Tuliskan ulang tanpa perubahan baris-baris data mulai dari baris yang memuat "Find the water" sampai akhir data, termasuk kedua ujungnya. Jangan sertakan gambar dalam jawaban.

+++++

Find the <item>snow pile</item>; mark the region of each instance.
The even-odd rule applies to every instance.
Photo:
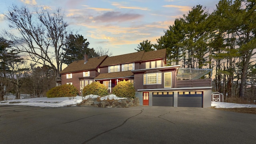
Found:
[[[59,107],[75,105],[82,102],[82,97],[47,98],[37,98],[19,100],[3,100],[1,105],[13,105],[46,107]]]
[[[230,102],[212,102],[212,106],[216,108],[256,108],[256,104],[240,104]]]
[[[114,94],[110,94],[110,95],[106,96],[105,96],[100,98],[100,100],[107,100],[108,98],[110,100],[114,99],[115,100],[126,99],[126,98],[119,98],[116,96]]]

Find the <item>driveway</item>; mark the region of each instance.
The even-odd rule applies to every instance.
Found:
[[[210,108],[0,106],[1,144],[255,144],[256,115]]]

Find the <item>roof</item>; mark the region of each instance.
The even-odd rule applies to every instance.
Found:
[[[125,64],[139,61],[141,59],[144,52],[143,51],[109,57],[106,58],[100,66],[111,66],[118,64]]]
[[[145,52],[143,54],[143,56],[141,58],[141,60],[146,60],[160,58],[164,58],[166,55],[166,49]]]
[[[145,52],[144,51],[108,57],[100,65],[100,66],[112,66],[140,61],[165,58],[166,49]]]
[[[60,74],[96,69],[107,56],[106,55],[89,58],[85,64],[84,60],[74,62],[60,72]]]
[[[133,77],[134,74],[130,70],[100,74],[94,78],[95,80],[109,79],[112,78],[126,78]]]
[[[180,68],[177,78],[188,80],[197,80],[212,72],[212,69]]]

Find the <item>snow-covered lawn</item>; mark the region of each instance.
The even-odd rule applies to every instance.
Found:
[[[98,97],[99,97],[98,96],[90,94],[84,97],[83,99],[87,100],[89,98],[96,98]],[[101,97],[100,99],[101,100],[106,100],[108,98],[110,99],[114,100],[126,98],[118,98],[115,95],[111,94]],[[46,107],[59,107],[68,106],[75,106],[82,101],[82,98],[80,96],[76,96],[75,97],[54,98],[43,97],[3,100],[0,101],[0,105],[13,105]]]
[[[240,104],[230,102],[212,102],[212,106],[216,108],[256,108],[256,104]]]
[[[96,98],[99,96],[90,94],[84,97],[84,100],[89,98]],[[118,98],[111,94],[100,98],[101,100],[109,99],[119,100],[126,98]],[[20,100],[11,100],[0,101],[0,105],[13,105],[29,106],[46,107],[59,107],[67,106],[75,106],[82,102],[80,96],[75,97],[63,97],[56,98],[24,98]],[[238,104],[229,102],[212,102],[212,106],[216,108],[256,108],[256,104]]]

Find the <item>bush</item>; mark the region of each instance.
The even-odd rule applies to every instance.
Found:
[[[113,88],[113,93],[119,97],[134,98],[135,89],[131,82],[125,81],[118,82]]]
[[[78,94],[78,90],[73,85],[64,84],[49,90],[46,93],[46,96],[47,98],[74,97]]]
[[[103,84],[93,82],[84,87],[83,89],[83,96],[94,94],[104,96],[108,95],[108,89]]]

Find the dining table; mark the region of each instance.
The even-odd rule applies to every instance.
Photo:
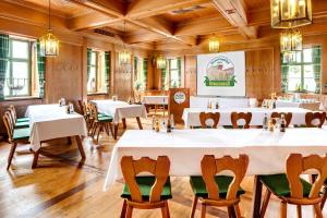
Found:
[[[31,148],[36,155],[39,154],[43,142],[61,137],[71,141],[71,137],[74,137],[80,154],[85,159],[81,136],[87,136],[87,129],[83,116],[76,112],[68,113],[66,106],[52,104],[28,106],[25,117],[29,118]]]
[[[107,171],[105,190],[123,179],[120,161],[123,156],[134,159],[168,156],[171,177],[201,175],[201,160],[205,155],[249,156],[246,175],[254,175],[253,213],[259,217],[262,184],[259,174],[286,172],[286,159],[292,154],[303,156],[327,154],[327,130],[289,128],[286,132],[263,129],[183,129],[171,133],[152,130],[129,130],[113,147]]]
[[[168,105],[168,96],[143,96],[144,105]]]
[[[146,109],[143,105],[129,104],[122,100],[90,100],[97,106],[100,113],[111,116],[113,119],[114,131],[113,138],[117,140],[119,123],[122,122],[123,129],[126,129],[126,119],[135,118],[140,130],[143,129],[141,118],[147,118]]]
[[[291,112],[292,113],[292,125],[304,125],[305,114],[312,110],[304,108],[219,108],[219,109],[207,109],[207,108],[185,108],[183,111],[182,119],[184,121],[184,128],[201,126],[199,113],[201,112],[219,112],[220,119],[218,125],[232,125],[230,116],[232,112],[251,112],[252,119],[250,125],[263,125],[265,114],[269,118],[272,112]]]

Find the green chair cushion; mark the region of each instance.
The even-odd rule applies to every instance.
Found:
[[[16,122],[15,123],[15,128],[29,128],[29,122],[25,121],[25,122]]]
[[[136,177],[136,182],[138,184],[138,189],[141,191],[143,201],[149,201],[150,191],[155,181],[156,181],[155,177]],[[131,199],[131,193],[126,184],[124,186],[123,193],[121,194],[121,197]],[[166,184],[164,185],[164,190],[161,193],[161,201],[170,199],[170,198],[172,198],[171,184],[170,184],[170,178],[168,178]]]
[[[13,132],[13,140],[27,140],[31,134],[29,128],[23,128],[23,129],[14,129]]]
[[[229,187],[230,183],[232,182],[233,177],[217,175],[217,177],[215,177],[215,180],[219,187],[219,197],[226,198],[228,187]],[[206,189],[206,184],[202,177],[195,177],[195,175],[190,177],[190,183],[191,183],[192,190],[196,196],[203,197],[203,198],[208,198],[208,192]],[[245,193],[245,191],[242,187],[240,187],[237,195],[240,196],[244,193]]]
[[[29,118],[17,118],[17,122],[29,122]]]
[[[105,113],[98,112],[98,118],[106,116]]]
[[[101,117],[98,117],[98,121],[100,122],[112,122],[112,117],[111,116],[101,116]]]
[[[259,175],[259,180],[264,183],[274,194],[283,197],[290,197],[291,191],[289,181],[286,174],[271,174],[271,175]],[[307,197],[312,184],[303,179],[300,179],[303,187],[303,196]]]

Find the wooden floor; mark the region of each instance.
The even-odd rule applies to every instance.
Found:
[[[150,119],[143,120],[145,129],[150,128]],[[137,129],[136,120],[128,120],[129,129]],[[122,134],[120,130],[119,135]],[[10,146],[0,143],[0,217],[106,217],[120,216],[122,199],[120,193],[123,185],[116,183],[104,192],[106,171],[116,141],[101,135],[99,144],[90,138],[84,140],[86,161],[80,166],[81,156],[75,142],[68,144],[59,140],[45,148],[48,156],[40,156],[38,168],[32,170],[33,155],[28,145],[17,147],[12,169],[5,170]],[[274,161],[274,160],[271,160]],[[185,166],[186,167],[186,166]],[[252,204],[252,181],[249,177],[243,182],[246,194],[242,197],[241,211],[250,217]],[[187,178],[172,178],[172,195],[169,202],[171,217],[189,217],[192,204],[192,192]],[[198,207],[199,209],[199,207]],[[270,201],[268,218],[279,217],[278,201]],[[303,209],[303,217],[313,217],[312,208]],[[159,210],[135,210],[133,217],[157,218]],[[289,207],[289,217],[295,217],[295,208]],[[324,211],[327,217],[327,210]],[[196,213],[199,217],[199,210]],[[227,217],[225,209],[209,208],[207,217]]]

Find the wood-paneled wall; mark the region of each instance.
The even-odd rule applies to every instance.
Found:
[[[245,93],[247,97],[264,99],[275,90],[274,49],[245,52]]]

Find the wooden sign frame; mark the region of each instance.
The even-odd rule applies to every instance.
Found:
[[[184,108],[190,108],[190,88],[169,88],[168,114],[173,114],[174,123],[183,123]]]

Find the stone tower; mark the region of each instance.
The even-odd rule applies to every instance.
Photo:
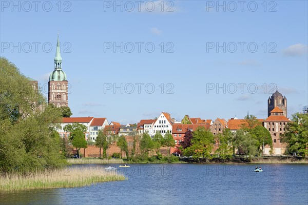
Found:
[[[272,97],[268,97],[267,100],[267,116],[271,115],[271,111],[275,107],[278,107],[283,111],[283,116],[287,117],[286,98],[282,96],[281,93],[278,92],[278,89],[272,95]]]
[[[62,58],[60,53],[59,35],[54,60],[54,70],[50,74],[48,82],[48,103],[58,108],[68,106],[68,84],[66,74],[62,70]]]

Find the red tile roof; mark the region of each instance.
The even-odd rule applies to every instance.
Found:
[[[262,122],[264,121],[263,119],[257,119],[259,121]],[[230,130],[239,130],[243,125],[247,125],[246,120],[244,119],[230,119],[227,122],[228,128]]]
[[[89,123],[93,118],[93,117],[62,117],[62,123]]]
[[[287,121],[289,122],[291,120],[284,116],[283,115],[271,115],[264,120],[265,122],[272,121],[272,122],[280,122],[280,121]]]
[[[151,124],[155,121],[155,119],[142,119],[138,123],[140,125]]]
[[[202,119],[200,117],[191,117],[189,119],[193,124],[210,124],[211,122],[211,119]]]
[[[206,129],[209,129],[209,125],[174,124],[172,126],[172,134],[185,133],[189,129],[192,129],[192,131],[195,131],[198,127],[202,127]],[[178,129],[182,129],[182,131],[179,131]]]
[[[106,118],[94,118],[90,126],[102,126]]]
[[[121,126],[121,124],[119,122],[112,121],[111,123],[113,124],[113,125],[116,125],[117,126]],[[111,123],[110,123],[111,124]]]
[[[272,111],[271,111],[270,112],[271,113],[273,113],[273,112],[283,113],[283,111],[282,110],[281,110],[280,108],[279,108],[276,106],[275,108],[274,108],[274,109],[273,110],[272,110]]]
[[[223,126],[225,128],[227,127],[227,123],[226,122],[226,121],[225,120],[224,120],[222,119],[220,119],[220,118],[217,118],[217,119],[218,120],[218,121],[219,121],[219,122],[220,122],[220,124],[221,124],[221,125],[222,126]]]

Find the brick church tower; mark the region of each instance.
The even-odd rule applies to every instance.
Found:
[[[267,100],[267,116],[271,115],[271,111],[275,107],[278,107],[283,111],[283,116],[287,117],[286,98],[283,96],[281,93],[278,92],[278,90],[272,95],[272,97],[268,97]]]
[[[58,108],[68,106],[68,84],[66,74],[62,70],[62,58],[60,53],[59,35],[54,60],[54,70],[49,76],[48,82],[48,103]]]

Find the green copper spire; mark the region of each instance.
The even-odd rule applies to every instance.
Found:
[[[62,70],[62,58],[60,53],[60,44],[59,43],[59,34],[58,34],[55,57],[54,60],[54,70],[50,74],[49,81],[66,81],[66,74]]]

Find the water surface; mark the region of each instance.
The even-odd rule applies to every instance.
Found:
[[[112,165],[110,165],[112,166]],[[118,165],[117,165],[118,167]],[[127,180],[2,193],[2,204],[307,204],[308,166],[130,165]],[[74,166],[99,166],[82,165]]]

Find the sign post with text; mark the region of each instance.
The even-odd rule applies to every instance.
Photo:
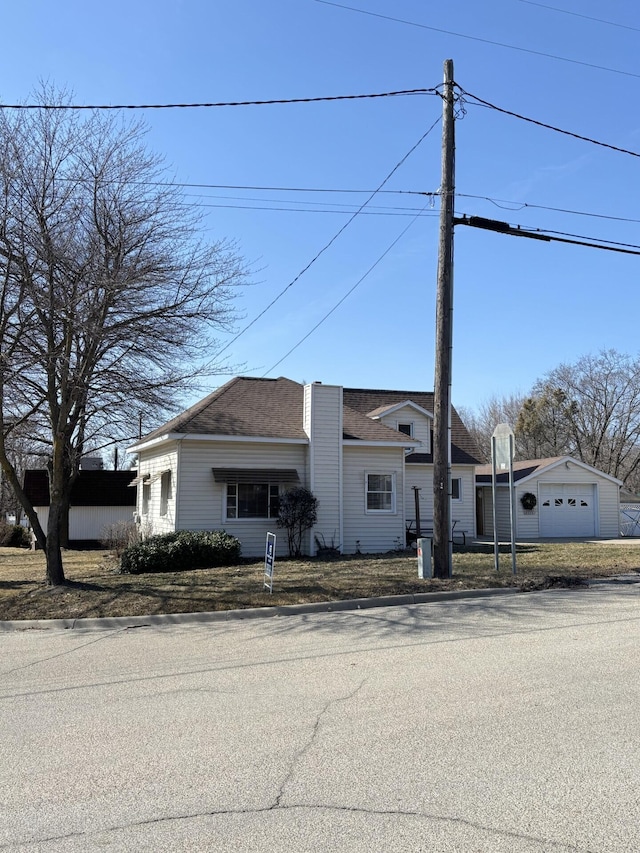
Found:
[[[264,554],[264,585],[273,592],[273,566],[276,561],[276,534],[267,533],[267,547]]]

+++++

JAWABAN:
Find the water surface; mark the region of each instance.
The even-odd rule applies to every instance.
Found:
[[[112,165],[110,165],[112,166]],[[118,165],[117,165],[118,167]],[[127,180],[2,193],[2,204],[307,204],[308,166],[130,165]],[[74,166],[99,166],[82,165]]]

Find the sign post with text; mark the region of each instance.
The even-odd rule applies to every instance.
Photo:
Found:
[[[264,554],[264,585],[273,592],[273,566],[276,561],[276,534],[267,533],[267,547]]]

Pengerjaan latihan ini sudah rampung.